- **Instructions to follow**: Below is a set of entries. Reproduce exactly the lines from the one containing "mark: seat headrest" through the end, both included.

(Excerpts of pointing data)
━━━━━━━━━━━━━━━━

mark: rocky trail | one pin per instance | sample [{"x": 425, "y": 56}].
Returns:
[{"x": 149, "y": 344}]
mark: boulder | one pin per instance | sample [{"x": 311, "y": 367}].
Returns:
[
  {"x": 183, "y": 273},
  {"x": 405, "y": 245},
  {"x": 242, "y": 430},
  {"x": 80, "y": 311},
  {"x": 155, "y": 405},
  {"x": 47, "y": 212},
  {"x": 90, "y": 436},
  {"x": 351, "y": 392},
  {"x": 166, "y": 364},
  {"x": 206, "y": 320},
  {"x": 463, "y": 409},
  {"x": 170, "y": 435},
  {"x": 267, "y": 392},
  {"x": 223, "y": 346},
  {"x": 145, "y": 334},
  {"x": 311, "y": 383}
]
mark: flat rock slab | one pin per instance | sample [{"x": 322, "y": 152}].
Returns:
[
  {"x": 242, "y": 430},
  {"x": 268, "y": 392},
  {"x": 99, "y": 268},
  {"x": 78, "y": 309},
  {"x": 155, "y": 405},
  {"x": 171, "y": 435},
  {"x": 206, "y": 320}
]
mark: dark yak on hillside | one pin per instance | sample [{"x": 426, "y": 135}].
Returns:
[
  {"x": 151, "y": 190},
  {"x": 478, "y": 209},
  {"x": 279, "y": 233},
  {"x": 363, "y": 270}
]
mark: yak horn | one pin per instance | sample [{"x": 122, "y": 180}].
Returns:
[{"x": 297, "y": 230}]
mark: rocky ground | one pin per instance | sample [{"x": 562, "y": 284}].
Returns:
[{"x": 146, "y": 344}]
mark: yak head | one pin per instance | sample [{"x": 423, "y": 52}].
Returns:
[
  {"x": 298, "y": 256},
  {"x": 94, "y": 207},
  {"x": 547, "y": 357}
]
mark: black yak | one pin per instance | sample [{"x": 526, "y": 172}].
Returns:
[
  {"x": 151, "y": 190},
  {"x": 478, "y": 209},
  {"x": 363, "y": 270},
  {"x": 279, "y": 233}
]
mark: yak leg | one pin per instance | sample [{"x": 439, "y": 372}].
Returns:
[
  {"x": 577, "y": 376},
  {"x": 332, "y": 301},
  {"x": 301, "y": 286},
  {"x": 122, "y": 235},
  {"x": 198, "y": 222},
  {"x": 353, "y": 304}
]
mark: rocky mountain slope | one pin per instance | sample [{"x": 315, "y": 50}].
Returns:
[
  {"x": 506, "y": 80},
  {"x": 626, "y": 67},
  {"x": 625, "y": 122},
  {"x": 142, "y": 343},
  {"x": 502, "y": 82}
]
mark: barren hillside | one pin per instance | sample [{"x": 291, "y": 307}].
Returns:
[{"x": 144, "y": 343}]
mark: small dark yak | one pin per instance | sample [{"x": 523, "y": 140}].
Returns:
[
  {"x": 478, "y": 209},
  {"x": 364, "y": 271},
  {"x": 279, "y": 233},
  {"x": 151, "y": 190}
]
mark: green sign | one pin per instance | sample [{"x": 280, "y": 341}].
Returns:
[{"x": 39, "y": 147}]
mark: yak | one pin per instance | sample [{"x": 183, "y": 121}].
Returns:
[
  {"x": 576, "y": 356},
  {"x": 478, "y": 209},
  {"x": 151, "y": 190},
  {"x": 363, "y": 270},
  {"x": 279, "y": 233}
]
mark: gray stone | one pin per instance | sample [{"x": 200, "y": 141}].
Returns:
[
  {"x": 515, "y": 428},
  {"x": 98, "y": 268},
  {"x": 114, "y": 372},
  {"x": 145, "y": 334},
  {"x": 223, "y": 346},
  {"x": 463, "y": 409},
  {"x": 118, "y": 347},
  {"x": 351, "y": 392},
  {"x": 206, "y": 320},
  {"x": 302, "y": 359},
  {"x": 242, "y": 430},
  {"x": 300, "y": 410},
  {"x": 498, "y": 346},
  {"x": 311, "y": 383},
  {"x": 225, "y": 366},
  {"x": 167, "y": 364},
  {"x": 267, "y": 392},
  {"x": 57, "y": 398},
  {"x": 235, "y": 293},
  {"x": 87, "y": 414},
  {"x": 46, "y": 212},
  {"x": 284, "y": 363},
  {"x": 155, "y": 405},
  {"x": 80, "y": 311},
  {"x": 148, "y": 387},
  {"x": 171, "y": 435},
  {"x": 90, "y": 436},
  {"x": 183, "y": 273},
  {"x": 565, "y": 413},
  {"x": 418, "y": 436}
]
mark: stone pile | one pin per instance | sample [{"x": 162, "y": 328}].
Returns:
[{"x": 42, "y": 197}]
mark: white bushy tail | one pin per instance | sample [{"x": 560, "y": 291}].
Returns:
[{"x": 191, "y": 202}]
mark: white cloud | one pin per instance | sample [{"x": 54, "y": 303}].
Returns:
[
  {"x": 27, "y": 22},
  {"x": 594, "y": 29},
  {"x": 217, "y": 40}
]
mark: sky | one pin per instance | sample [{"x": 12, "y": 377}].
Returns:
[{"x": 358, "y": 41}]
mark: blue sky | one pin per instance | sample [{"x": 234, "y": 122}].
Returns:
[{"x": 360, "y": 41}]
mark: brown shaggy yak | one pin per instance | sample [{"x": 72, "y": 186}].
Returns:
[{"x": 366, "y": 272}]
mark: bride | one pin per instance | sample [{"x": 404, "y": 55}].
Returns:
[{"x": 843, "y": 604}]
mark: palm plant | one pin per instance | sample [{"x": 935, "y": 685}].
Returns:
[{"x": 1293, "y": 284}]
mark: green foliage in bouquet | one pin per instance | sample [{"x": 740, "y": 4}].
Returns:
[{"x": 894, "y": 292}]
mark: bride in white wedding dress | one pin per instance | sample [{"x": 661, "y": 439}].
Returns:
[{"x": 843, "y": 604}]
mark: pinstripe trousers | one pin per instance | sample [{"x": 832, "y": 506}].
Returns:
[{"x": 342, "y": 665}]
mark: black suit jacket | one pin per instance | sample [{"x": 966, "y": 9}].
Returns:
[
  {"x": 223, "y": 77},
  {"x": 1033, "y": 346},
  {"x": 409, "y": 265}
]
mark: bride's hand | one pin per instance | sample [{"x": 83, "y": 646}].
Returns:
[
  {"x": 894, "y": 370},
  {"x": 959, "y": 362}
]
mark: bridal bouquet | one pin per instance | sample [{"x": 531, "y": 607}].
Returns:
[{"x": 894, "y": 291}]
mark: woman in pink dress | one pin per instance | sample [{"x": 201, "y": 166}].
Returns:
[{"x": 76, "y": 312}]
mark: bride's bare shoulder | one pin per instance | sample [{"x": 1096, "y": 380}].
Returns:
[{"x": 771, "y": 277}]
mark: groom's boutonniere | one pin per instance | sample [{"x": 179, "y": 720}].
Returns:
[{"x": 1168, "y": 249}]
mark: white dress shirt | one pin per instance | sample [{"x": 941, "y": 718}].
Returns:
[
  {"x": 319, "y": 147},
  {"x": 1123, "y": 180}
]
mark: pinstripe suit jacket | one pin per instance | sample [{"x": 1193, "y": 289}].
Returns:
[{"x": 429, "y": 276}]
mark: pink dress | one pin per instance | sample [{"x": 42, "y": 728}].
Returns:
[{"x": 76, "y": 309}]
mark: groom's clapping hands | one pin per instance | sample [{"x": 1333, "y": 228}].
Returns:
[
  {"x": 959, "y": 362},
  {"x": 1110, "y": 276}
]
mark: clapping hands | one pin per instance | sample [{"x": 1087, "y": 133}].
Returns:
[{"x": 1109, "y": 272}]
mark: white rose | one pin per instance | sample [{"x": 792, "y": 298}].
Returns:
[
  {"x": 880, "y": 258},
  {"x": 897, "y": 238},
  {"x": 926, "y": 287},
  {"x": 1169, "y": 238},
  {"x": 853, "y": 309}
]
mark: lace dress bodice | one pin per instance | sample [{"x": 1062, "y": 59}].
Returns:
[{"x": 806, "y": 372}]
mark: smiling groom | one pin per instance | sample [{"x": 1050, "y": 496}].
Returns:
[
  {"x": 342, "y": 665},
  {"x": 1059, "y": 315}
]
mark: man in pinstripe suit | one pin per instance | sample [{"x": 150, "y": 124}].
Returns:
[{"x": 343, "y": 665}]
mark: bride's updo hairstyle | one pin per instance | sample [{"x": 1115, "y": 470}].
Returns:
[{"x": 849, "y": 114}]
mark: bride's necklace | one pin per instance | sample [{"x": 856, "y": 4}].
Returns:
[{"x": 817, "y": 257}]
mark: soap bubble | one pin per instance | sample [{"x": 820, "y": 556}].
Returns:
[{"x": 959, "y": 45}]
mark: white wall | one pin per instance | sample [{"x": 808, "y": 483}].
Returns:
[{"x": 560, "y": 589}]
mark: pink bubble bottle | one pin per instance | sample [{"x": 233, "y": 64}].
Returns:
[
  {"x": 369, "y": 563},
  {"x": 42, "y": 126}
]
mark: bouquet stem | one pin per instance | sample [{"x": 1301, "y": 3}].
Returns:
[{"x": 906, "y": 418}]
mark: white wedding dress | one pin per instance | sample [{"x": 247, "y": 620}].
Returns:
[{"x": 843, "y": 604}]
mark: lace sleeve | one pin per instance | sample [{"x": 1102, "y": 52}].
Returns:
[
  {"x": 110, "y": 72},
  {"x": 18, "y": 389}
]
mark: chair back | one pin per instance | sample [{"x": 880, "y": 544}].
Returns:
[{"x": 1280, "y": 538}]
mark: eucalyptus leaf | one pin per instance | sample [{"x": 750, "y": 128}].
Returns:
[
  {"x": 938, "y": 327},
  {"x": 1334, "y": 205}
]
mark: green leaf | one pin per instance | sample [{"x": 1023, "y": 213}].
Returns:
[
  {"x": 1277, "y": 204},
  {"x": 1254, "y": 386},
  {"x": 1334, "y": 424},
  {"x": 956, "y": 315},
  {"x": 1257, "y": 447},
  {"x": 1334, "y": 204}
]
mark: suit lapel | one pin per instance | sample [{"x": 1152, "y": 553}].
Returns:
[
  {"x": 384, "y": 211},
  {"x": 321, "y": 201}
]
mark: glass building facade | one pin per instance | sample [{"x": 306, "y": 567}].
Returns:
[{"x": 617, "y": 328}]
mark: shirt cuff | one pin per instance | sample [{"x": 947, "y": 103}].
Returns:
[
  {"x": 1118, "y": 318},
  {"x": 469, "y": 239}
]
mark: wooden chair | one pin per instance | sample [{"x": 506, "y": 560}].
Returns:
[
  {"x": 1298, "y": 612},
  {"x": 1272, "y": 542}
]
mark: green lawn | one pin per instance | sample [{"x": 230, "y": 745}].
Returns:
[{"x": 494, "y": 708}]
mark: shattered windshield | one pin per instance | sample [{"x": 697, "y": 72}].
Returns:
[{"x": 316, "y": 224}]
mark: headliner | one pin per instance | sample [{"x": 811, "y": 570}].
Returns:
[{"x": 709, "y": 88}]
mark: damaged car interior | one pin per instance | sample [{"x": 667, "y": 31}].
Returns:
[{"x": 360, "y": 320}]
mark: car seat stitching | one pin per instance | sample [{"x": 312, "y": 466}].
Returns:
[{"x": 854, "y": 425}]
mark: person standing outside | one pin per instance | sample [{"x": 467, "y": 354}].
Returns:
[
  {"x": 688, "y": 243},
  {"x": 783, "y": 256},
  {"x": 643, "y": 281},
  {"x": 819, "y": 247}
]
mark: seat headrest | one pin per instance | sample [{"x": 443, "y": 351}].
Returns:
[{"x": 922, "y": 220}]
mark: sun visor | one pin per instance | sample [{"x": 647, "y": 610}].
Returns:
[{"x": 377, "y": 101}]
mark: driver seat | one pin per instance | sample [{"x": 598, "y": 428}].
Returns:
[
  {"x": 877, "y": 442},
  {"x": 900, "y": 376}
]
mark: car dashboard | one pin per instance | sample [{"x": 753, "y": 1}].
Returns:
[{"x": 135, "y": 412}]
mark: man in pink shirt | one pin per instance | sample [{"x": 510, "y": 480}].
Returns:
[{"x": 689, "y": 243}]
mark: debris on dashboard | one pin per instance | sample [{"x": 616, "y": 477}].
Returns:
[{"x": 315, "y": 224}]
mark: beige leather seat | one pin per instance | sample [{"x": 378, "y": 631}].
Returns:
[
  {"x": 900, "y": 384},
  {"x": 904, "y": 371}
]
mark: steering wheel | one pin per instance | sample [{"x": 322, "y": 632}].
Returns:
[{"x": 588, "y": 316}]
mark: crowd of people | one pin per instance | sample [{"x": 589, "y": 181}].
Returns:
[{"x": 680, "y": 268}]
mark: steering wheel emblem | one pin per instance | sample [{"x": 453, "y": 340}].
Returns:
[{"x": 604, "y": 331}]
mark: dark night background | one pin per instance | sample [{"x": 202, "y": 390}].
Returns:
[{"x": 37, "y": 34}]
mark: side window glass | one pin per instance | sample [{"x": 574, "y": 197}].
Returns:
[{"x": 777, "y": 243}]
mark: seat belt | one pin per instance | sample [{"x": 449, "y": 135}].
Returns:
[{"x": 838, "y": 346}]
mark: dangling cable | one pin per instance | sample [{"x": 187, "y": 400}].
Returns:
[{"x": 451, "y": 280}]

━━━━━━━━━━━━━━━━

- **Complete response**:
mark: seat headrest | one pin per instance | sample [{"x": 443, "y": 351}].
Returns:
[{"x": 922, "y": 220}]
mark: sun visor | one pin per instance | sample [{"x": 647, "y": 610}].
Returns:
[{"x": 377, "y": 101}]
mark: driver seat | one pin per instance | sample [{"x": 598, "y": 428}].
Returns:
[
  {"x": 877, "y": 442},
  {"x": 900, "y": 376}
]
mark: car dashboard | one pin per instance | sample [{"x": 753, "y": 1}].
Returns:
[{"x": 135, "y": 412}]
mark: man in pink shirt | one pin per instance | sample [{"x": 510, "y": 480}].
Returns:
[{"x": 689, "y": 243}]
mark: debris on dashboard | one pin per instance | sample [{"x": 616, "y": 477}].
Returns:
[{"x": 315, "y": 224}]
mark: beige leather seat | one pin per instance | sample [{"x": 378, "y": 631}].
Returns:
[
  {"x": 900, "y": 384},
  {"x": 904, "y": 371}
]
mark: steering wheel | one pin per instance | sample [{"x": 322, "y": 632}].
Returns:
[{"x": 588, "y": 316}]
mark: crowd of people | one pin per instance | sample [{"x": 589, "y": 181}].
Returns:
[{"x": 680, "y": 268}]
mark: steering wheel emblem | one pin per instance | sample [{"x": 453, "y": 340}].
Returns:
[{"x": 604, "y": 331}]
mark: dark night background | one pin per instance | sample [{"x": 202, "y": 390}].
Returns:
[{"x": 37, "y": 34}]
mark: side window glass | one pin per instance | sample [{"x": 574, "y": 197}].
Returns:
[{"x": 777, "y": 243}]
mark: seat belt | one pin per instance | sample [{"x": 449, "y": 135}].
Returns:
[{"x": 838, "y": 346}]
mark: dangling cable | one pin per instance | sample [{"x": 187, "y": 400}].
Returns:
[{"x": 451, "y": 280}]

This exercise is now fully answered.